## [Try it]
Your job is to set down the listing again exactly as it stands.

____________________

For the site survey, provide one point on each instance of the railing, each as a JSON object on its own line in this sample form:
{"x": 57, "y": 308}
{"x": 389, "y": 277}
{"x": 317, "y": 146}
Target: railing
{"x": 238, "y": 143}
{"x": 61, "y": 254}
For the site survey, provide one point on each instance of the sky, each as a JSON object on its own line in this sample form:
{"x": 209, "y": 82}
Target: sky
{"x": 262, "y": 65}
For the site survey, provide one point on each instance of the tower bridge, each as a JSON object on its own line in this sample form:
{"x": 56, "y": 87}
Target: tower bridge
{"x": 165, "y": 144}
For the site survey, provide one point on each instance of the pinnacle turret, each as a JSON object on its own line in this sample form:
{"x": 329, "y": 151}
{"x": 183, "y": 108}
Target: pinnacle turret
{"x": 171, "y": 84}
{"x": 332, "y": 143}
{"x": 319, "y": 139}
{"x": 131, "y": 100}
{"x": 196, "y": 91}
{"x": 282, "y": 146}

____________________

## [Task solution]
For the site survey, provide one point on each instance of the railing, each as a JSON object on its own line in this sample form:
{"x": 57, "y": 308}
{"x": 389, "y": 277}
{"x": 317, "y": 146}
Target: railing
{"x": 238, "y": 143}
{"x": 61, "y": 254}
For the site survey, provide one point on each instance of the sky, each as a JSON object on its own line in this sample form:
{"x": 209, "y": 82}
Target: sky
{"x": 262, "y": 65}
For the site survey, provide one point on each instance of the tower bridge, each as a JSON object on its own line in this sample form:
{"x": 56, "y": 87}
Target: tower bridge
{"x": 165, "y": 144}
For the site survey, provide one point on each instance of the pinnacle turret, each as a JSON object on its own line in this sample form:
{"x": 329, "y": 151}
{"x": 183, "y": 108}
Target: pinnacle turret
{"x": 171, "y": 84}
{"x": 332, "y": 143}
{"x": 319, "y": 139}
{"x": 131, "y": 100}
{"x": 196, "y": 91}
{"x": 282, "y": 146}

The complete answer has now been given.